----- MATERIAL TO PROCESS
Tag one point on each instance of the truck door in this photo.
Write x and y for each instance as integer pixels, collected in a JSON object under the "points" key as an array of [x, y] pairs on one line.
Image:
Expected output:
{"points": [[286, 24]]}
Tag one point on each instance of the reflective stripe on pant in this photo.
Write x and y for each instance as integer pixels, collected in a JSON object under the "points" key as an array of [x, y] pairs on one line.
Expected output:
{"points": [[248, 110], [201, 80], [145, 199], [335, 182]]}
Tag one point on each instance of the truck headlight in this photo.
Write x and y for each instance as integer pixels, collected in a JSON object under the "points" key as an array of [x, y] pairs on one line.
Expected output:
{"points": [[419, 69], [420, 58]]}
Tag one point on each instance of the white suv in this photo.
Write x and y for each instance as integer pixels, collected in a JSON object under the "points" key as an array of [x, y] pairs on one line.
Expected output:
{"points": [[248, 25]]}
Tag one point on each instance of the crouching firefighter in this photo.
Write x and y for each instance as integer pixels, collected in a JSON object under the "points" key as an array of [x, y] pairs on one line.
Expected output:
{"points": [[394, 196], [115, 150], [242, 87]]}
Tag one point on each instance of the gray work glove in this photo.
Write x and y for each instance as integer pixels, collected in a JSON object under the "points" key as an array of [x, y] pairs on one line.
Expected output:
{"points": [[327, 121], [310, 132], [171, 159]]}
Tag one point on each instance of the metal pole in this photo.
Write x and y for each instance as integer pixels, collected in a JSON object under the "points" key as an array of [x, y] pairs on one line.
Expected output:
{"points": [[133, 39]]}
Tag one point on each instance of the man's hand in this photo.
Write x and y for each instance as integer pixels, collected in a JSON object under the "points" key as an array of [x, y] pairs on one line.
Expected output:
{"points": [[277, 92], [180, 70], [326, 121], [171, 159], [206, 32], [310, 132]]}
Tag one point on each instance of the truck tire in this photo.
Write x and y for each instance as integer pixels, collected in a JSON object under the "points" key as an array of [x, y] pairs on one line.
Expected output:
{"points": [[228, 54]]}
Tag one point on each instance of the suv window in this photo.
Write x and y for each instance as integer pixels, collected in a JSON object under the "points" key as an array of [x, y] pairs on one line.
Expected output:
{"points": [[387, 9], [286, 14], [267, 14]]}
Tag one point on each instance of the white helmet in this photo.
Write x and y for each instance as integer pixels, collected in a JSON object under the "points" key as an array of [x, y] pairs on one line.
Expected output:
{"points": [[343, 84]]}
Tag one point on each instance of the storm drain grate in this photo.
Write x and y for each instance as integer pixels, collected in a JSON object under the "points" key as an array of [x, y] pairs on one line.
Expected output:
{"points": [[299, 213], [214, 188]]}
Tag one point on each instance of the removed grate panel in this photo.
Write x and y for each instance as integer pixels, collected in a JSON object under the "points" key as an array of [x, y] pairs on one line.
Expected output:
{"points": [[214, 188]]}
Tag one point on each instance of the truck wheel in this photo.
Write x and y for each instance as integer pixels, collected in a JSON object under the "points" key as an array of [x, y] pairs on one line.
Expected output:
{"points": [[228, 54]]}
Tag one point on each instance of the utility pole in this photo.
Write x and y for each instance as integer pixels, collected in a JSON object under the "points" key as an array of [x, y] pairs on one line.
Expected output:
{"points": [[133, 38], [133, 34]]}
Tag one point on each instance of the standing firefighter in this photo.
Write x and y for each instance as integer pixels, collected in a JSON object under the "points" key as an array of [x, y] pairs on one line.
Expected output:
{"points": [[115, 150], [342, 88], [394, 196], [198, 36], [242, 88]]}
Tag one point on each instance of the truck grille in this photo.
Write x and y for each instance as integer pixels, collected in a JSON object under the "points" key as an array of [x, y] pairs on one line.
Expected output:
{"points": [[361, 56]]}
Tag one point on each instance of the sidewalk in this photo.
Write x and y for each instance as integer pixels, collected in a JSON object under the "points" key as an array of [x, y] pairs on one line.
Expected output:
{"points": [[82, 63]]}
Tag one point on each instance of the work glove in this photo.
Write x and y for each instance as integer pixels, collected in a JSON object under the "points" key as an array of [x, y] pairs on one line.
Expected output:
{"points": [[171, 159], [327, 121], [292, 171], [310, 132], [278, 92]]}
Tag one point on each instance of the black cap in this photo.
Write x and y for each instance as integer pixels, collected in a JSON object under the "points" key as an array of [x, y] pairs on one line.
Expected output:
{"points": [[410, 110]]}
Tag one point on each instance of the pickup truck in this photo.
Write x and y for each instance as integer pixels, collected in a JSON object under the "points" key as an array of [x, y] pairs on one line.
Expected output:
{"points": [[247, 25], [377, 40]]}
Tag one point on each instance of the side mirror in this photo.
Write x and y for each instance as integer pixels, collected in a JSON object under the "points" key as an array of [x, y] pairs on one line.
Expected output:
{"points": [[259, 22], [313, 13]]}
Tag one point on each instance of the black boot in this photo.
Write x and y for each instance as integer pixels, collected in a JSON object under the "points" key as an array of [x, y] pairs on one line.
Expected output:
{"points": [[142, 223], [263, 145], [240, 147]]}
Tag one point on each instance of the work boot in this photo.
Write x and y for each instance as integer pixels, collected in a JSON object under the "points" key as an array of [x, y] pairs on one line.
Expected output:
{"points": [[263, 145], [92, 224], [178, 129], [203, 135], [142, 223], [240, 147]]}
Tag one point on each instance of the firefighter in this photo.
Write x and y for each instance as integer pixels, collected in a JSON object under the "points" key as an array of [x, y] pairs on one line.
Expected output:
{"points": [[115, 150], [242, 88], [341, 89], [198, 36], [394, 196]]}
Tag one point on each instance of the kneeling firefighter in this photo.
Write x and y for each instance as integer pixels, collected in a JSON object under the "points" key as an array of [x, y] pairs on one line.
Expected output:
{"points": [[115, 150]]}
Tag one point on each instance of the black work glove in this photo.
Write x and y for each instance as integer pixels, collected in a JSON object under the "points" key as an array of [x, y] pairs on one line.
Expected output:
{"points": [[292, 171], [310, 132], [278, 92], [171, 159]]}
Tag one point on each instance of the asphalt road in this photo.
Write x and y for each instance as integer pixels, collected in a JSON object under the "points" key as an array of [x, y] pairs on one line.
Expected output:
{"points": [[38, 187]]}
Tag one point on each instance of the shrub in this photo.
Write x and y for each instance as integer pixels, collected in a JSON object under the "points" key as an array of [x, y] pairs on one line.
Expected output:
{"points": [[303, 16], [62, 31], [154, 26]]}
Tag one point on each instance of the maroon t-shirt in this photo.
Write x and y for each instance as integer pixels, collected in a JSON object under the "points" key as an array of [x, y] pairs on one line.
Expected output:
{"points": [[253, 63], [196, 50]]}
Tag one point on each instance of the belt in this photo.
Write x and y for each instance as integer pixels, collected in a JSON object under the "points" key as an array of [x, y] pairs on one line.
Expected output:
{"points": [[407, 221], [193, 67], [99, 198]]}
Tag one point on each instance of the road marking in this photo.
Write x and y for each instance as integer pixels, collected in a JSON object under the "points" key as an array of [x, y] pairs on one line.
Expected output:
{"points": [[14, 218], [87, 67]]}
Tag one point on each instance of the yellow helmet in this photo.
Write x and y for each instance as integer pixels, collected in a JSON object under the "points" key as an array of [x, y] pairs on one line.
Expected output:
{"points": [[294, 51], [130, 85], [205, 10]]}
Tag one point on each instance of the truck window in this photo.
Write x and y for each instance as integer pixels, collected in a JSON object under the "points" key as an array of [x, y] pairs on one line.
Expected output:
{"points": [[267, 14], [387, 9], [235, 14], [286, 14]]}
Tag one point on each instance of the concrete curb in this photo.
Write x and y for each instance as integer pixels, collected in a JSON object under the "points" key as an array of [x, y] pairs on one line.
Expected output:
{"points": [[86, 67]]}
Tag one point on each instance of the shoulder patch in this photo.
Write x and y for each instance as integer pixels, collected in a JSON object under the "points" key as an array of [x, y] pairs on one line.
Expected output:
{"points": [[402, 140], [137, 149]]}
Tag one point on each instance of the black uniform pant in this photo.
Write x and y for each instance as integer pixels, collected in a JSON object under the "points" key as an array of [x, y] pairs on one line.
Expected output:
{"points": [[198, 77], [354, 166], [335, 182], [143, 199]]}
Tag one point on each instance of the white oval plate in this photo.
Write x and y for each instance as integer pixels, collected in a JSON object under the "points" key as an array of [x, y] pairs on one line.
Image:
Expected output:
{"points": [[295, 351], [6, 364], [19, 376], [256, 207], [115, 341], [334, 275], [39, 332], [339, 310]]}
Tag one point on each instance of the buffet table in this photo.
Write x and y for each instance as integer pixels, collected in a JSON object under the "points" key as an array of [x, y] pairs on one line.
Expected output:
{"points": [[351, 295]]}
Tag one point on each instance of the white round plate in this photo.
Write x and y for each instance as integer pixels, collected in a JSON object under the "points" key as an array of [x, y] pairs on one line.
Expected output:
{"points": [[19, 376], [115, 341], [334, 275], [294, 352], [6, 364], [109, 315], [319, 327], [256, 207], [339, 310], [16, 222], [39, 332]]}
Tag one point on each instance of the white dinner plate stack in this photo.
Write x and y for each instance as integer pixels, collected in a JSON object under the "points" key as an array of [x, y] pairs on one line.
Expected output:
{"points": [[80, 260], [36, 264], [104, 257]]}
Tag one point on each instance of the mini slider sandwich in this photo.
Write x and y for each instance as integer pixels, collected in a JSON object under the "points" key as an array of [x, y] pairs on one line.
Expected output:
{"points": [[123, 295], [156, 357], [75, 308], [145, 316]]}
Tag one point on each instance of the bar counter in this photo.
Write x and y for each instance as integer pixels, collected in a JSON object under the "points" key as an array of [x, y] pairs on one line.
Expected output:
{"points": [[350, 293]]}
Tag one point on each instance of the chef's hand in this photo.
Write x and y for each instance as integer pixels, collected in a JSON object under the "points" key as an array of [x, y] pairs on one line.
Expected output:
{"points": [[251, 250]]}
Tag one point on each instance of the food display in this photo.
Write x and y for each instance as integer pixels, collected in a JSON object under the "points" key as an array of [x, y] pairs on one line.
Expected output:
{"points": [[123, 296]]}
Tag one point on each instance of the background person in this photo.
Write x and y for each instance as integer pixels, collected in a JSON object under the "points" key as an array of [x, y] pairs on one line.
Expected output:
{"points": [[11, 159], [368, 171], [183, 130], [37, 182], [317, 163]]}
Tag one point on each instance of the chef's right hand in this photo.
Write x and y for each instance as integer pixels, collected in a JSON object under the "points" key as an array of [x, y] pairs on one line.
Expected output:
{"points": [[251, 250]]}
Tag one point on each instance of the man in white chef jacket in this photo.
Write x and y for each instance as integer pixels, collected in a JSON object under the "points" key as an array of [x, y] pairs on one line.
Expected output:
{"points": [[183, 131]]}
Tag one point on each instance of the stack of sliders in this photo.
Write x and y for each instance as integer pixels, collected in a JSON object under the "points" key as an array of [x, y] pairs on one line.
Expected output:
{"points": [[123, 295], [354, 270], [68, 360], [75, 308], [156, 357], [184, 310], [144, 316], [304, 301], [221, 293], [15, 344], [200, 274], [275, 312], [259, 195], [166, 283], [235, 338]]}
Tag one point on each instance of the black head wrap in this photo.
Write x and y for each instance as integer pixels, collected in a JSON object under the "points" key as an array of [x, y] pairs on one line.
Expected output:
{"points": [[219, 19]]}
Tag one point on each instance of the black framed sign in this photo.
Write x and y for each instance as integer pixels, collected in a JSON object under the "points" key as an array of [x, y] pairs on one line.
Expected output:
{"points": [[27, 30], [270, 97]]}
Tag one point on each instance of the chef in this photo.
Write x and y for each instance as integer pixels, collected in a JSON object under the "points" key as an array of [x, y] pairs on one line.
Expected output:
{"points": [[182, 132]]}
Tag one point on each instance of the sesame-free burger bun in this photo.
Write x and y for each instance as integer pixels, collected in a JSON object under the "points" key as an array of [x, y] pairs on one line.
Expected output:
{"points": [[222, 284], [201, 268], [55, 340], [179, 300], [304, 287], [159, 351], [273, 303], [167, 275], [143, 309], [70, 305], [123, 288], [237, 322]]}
----------
TASK INSTRUCTIONS: Using the records above, please retype only the run of lines from the line holding "Tag one point on each instance of the man in" through the last line, both ends included.

TASK ANSWER:
Tag one point on each instance of the man in white chef jacket in this photo.
Write x and y for each instance as integer pixels, collected in a JSON object under the "points" key as an array of [x, y] pairs on one line.
Expected output:
{"points": [[183, 131]]}
Tag one point on each instance of the stack of sliders in this photo.
Write x and y for each instance as integer pixels, collected in a JSON object under the "points" key as an array of [x, y] pairs on one line.
Expected output:
{"points": [[123, 295], [354, 270], [68, 360], [75, 308], [156, 357], [184, 310], [144, 316], [304, 301], [221, 293], [15, 344], [200, 274], [275, 312], [259, 195], [166, 283], [235, 338]]}
Tag one point on each instance of the black head wrap in this photo.
Write x and y for each instance as integer pixels, collected in a JSON object under the "points" key as an array of [x, y] pairs on one line.
Expected output:
{"points": [[219, 19]]}
Tag one point on each instance of the black framed sign in this photo.
Write x and y for each instance as integer pixels, collected in a JSON object under the "points" key as an array of [x, y] pairs on one line.
Expected output:
{"points": [[27, 30], [270, 97]]}
Tag one point on each instance of the chef in this photo.
Write x and y for each instance as integer pixels, collected in a JSON object under the "points" key as an array of [x, y] pairs on one line.
Expected output:
{"points": [[182, 132]]}
Tag one point on each instance of the sesame-free burger bun in this photo.
Write x and y for each instance as integer pixels, collected in a JSON object under the "points" key as an array of [x, y] pairs on one line.
Expected output:
{"points": [[222, 284], [201, 268], [55, 340], [179, 300], [304, 287], [159, 351], [273, 303], [167, 275], [143, 309], [70, 305], [123, 288], [237, 322]]}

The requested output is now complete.